Recast every line of the records below as a numbered list, leaving out any blank lines.

[Entries from a dataset]
----------------
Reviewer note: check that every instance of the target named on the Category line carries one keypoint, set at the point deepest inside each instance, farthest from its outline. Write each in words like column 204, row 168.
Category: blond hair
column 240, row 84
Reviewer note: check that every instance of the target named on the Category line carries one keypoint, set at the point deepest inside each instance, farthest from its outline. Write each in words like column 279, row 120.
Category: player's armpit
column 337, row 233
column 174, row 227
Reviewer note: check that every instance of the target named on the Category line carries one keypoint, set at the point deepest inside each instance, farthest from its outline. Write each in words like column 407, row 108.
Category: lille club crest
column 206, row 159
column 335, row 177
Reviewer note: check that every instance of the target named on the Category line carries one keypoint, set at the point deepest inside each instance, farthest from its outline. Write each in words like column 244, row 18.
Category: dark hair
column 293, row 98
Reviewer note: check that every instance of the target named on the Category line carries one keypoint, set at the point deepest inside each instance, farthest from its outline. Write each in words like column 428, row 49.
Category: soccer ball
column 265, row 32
----------------
Exercise answer
1. Reviewer note: check that every instance of the target named on the Category line carries one keypoint, set at the point deepest inside each instance, farthest from its outline. Write each in words like column 204, row 168.
2. Category: blond hair
3. column 240, row 84
4. Reviewer note: check that every instance of the target named on the Category line carries one keypoint, set at the point deepest inside each instance, farthest from its outline. Write each in words like column 279, row 120.
5. Category: player's armpit
6. column 337, row 233
7. column 174, row 227
8. Reviewer note: check that every instance of the target named on the Category line carries one keypoint, set at the point deepest inside each instance, farthest from its outline. Write each in words like column 407, row 108.
9. Category: lille club crest
10. column 206, row 159
11. column 335, row 177
12. Reviewer note: check that every instance of the target named on the Category line carries one keypoint, set at the point deepest inside each instance, farthest from its outline. Write each in words like column 244, row 18.
13. Category: dark hair
14. column 293, row 98
15. Reviewer note: check that every instance of the target named on the Category line carries one keypoint, set at the point deepest inside each instance, farthest from its outline. Write each in words like column 428, row 49.
16. Category: soccer ball
17. column 265, row 32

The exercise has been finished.